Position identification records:
►

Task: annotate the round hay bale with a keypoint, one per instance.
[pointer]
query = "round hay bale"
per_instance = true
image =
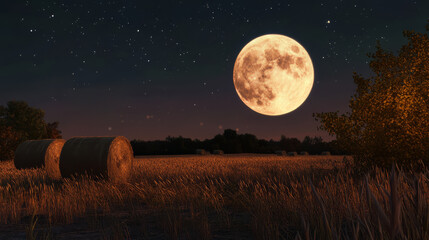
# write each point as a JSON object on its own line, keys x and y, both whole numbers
{"x": 107, "y": 157}
{"x": 38, "y": 154}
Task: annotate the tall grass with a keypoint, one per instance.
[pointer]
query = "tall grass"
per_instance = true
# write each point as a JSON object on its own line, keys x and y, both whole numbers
{"x": 235, "y": 196}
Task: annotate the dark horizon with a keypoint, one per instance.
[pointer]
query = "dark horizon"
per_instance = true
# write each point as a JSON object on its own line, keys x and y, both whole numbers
{"x": 151, "y": 70}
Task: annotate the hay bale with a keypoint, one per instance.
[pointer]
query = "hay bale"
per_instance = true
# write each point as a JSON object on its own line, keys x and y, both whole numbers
{"x": 107, "y": 157}
{"x": 292, "y": 153}
{"x": 280, "y": 153}
{"x": 38, "y": 154}
{"x": 200, "y": 152}
{"x": 218, "y": 152}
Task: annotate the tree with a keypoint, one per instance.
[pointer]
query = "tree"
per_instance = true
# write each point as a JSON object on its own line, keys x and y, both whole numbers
{"x": 20, "y": 122}
{"x": 389, "y": 118}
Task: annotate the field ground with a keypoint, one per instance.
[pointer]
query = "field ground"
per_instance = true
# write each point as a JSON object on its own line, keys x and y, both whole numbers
{"x": 244, "y": 196}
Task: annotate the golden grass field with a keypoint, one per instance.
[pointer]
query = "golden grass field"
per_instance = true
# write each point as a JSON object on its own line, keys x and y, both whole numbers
{"x": 243, "y": 196}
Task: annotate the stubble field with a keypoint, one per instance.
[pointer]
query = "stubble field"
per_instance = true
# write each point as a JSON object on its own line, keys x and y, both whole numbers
{"x": 217, "y": 197}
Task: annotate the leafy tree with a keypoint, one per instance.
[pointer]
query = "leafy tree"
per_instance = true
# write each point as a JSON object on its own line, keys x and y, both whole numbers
{"x": 20, "y": 122}
{"x": 389, "y": 118}
{"x": 9, "y": 139}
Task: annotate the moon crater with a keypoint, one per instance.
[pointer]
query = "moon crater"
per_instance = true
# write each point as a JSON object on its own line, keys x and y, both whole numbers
{"x": 273, "y": 74}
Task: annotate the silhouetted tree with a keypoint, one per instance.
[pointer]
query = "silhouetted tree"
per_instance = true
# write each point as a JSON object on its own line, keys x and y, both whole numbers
{"x": 389, "y": 118}
{"x": 20, "y": 122}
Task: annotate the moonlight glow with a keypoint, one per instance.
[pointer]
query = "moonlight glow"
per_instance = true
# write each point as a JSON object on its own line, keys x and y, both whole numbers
{"x": 273, "y": 74}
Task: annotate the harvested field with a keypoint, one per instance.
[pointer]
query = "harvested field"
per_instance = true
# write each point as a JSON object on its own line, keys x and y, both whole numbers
{"x": 242, "y": 196}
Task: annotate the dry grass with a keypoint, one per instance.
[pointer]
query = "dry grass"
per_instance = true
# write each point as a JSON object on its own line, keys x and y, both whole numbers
{"x": 231, "y": 196}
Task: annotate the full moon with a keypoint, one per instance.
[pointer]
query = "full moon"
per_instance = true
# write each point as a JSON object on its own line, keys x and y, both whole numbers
{"x": 273, "y": 74}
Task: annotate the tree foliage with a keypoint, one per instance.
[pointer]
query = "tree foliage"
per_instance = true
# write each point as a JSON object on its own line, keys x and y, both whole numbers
{"x": 20, "y": 122}
{"x": 389, "y": 118}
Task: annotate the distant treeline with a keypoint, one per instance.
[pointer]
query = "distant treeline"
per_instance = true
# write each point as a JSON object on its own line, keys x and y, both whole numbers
{"x": 231, "y": 142}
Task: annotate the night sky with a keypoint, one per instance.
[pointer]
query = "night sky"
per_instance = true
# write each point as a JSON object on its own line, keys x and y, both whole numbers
{"x": 149, "y": 69}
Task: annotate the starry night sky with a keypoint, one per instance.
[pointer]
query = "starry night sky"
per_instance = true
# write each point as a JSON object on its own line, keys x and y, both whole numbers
{"x": 149, "y": 69}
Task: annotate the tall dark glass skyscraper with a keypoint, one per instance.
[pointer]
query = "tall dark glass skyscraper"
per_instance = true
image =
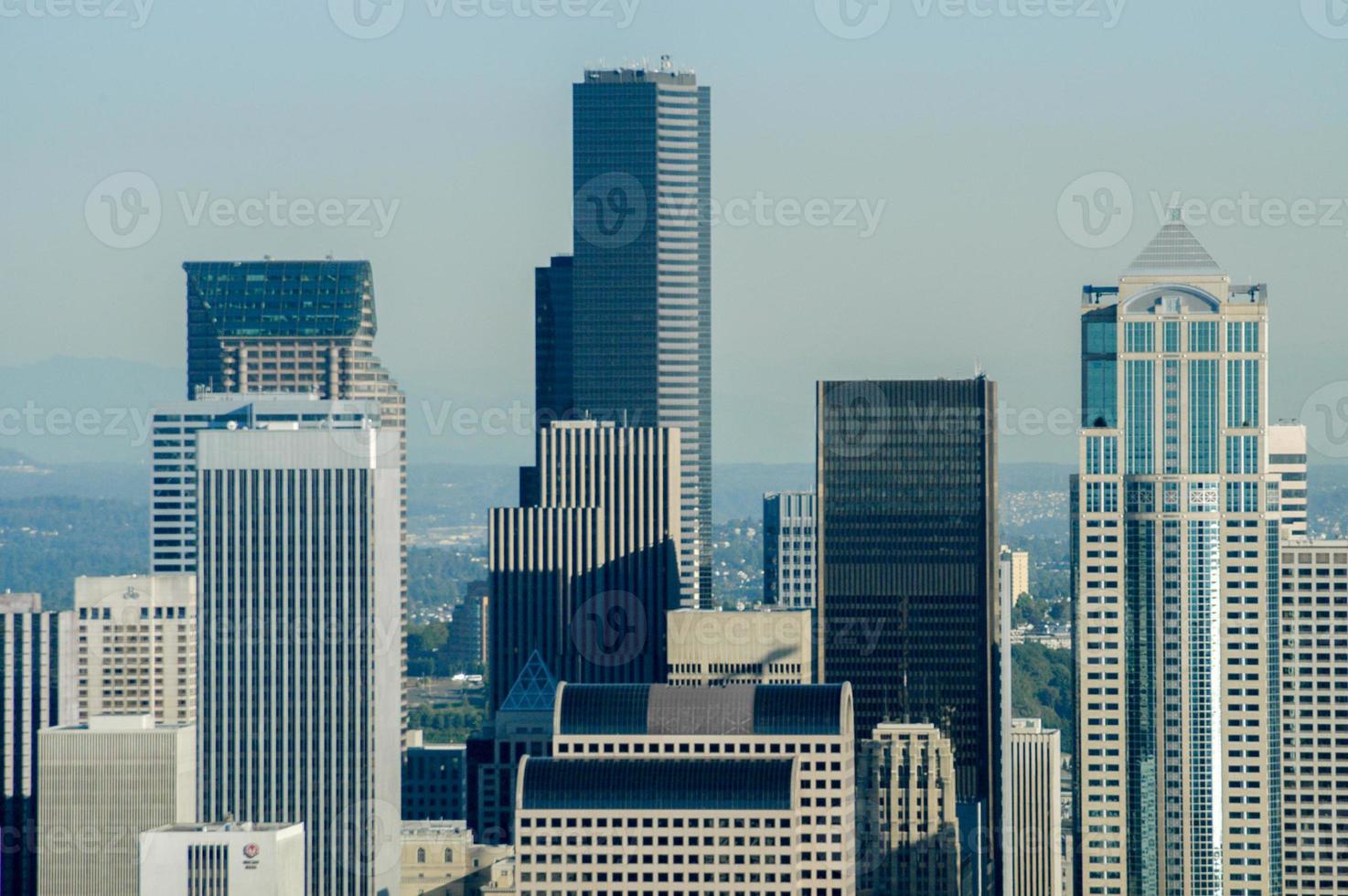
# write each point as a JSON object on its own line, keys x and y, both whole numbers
{"x": 639, "y": 343}
{"x": 909, "y": 611}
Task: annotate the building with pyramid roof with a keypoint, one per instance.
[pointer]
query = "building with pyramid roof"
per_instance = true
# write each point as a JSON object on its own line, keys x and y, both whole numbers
{"x": 522, "y": 727}
{"x": 1174, "y": 539}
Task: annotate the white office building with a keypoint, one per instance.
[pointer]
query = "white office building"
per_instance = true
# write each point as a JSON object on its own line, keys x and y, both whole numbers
{"x": 135, "y": 648}
{"x": 100, "y": 785}
{"x": 301, "y": 660}
{"x": 227, "y": 859}
{"x": 173, "y": 430}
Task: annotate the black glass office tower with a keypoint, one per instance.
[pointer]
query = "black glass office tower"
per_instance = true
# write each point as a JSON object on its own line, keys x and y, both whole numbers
{"x": 909, "y": 611}
{"x": 639, "y": 347}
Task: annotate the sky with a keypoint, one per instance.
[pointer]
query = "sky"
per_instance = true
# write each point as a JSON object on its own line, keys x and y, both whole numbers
{"x": 971, "y": 165}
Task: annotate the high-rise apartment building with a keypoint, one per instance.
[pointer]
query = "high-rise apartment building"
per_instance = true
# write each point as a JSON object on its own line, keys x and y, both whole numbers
{"x": 1034, "y": 802}
{"x": 102, "y": 784}
{"x": 135, "y": 648}
{"x": 33, "y": 650}
{"x": 1015, "y": 573}
{"x": 1174, "y": 550}
{"x": 685, "y": 727}
{"x": 654, "y": 827}
{"x": 625, "y": 327}
{"x": 585, "y": 573}
{"x": 739, "y": 647}
{"x": 907, "y": 605}
{"x": 222, "y": 859}
{"x": 789, "y": 549}
{"x": 1314, "y": 716}
{"x": 907, "y": 827}
{"x": 173, "y": 465}
{"x": 301, "y": 635}
{"x": 1288, "y": 461}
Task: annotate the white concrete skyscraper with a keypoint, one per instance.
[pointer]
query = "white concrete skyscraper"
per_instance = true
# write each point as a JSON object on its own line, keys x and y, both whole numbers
{"x": 1174, "y": 539}
{"x": 299, "y": 571}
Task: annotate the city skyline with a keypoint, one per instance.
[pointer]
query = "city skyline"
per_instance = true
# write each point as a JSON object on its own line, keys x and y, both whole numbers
{"x": 466, "y": 187}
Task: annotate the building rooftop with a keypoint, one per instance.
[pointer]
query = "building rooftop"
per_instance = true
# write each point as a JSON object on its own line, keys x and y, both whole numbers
{"x": 657, "y": 784}
{"x": 1174, "y": 250}
{"x": 735, "y": 709}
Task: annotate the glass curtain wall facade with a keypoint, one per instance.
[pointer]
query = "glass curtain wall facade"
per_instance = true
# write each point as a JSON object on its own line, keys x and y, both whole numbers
{"x": 909, "y": 608}
{"x": 642, "y": 273}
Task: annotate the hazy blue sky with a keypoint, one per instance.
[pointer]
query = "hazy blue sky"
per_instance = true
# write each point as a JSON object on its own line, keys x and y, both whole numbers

◄

● Exercise instructions
Reproduce the records verbatim, omitting all images they contain.

● Task response
Task: annotate the round hay bale with a keypoint, one per instance.
[pointer]
query = "round hay bale"
per_instance = true
image =
# write each point as a JSON object on its own line, keys x and y, both whole numbers
{"x": 107, "y": 157}
{"x": 38, "y": 154}
Task: annotate the tall grass with a keypoint, one per instance.
[pointer]
query = "tall grass"
per_instance = true
# write each point as a JSON object on its own line, keys x and y, both whole numbers
{"x": 235, "y": 196}
Task: annotate the dark horizon with a keypoint, one per instance.
[pointer]
query = "dark horizon"
per_instance = true
# write each point as a JSON object on its own line, keys x and y, both whole numbers
{"x": 151, "y": 70}
Task: annotate the hay bale with a keypoint, one per instance.
[pointer]
query = "hay bale"
per_instance = true
# write each point as a JSON object on its own line, keys x and y, both whole numbers
{"x": 107, "y": 157}
{"x": 292, "y": 153}
{"x": 280, "y": 153}
{"x": 38, "y": 154}
{"x": 200, "y": 152}
{"x": 218, "y": 152}
Task: annotate the tree with a keypoint, one per instance.
[pointer]
query = "tree"
per_instance = true
# write each point as a JSON object on its own line, keys x and y, both whole numbers
{"x": 20, "y": 122}
{"x": 389, "y": 118}
Task: annotate the field ground with a keypoint, one per instance.
[pointer]
query = "field ground"
per_instance = true
# write each point as a JSON object on its own line, keys x and y, both whole numbers
{"x": 244, "y": 196}
Task: annotate the golden grass field with a keypoint, one per instance.
[pointer]
query = "golden grass field"
per_instance = true
# write each point as a JSON object on its own line, keys x and y, both whole numbers
{"x": 243, "y": 196}
Task: annotate the stubble field with a keypoint, one per instance.
[pointer]
query = "stubble field"
per_instance = true
# write each point as a JSON object on its own line, keys x and y, both whole numbers
{"x": 217, "y": 197}
Task: annotate the leafy tree with a keypoint, one per instance.
[pointer]
query = "leafy tree"
per_instance = true
# write each point as a JSON object on its own line, keys x and y, both whole numbers
{"x": 20, "y": 122}
{"x": 389, "y": 118}
{"x": 9, "y": 139}
Task: annotate the moon crater with a keypoint, one per instance.
[pointer]
query = "moon crater"
per_instance = true
# write each point as a JSON object on its own line, keys x and y, both whole numbers
{"x": 273, "y": 74}
Task: annotate the silhouetted tree with a keypoint, one per instance.
[pointer]
query = "silhouetted tree"
per_instance = true
# write each point as a JSON object on its own line, keys x and y, both whole numbers
{"x": 389, "y": 118}
{"x": 20, "y": 122}
Task: annotate the moonlight glow with a keypoint, one per instance.
[pointer]
query = "moonlight glow"
per_instance = true
# write each point as a JSON object on its own line, keys x and y, both whole numbers
{"x": 273, "y": 74}
Task: annotate the harvested field with a keypoint, one per instance.
[pointer]
query = "harvested field"
per_instance = true
# write each point as a JSON object on its own line, keys x and y, both whole numbers
{"x": 242, "y": 196}
Task: annotate the dry grass with a keypoint, one per instance.
[pointer]
query = "dry grass"
per_instance = true
# write each point as a JSON object on its own line, keys x and y, both whole numbers
{"x": 231, "y": 196}
Task: annotate the full moon with a keypoint, one per instance.
[pointer]
query = "full moon"
per_instance = true
# write each point as a JSON object on its own line, keys x and y, both whole numbers
{"x": 273, "y": 74}
Task: annotate the tree foliage with a keypoint, one per instance.
[pointer]
query = "tree foliage"
per_instance = true
# write each point as a JSON object on its own line, keys x and y, both whole numbers
{"x": 20, "y": 122}
{"x": 389, "y": 118}
Task: annotate the distant treeline with a keypoint, one per instance.
[pointer]
query = "distant treeline"
per_instance = true
# write each point as a JSON object on its own line, keys x and y, both whole numbers
{"x": 231, "y": 142}
Task: annotate the night sky with a keypoint, one per instance.
[pointer]
query = "night sky"
per_instance = true
# write each point as a JSON object on its own line, keys x and y, both whole numbers
{"x": 149, "y": 69}
Task: annotate the starry night sky with a keypoint, one per instance.
[pointer]
query = "starry night sky"
per_instance = true
# write each point as a JSON object on its own line, keys x and y, both whole numbers
{"x": 149, "y": 69}
Task: annotate the tall dark glass skyscraper with a keypoint, one per instance.
[pointer]
query = "tall dark glass skyscraper"
per_instance = true
image =
# write each point as a JSON object on its own line, keys x and y, both whole numbers
{"x": 639, "y": 343}
{"x": 909, "y": 611}
Task: annotate the building with pyramid roof with a keypoint, one per instance.
[pointer]
query = "building with pyramid roof"
per_instance = true
# write each point as a JSON object on its own line, keys x and y, both whole numbers
{"x": 522, "y": 727}
{"x": 1174, "y": 539}
Task: annotate the white office building with a keypoint, one per instance.
[pointer]
query = "white office building"
per_instance = true
# write each point as a JSON object on its own line, keys x and y, both whole numbers
{"x": 135, "y": 648}
{"x": 100, "y": 785}
{"x": 301, "y": 660}
{"x": 227, "y": 859}
{"x": 173, "y": 430}
Task: annotate the black glass office tower with a keypoint, one per instance.
[pointer]
query = "black glass office tower"
per_instance = true
# write each point as a JSON object on its own line, keys x and y, both whole numbers
{"x": 909, "y": 611}
{"x": 639, "y": 347}
Task: annotate the sky with a keypoint, one per instance.
[pointer]
query = "sky"
per_instance = true
# write each point as a JSON object on its own line, keys x and y, both whole numbers
{"x": 971, "y": 165}
Task: annotate the high-rise apartment building with a keypoint, one per instance.
[pointer]
query = "high-rise apartment building"
per_instance = true
# write each point as a JSON object on its own line, keys x and y, both whole numbers
{"x": 1034, "y": 802}
{"x": 102, "y": 784}
{"x": 135, "y": 648}
{"x": 33, "y": 650}
{"x": 1015, "y": 573}
{"x": 1174, "y": 550}
{"x": 685, "y": 727}
{"x": 654, "y": 827}
{"x": 625, "y": 327}
{"x": 585, "y": 573}
{"x": 739, "y": 647}
{"x": 907, "y": 605}
{"x": 222, "y": 859}
{"x": 789, "y": 549}
{"x": 1314, "y": 716}
{"x": 907, "y": 827}
{"x": 173, "y": 465}
{"x": 301, "y": 635}
{"x": 1288, "y": 461}
Task: annotate the white concrete skyscraper with a keypoint, one per instance.
[pointer]
query = "white concrete skyscraper"
per_instance = true
# write each point as a JSON object on its own line, keys x and y, both whole numbers
{"x": 1174, "y": 539}
{"x": 299, "y": 571}
Task: annotate the city skyline with a keypoint, one per instance.
[pointer]
query = "city skyline"
per_instance = true
# write each point as a JSON object on its own line, keys x and y, both whole numbers
{"x": 466, "y": 187}
Task: annotate the building rooftop with a keypoint, one per instance.
[pointer]
query = "building rooftop"
per_instance = true
# write each point as a JSON object on its own line, keys x and y, both whole numbers
{"x": 657, "y": 784}
{"x": 1174, "y": 250}
{"x": 735, "y": 709}
Task: annotate the glass curtain wall facade with a keypoint, one per instance.
[pointer]
query = "glass curtain wall facade"
per_instance = true
# write each point as a JSON object on its own line, keys x and y, both whole numbers
{"x": 909, "y": 608}
{"x": 642, "y": 273}
Task: annotate the hazy blue sky with a keypoint, one per instance.
[pointer]
query = "hazy blue sky"
per_instance = true
# write each point as a JSON object on its own line, keys x and y, both whole numbers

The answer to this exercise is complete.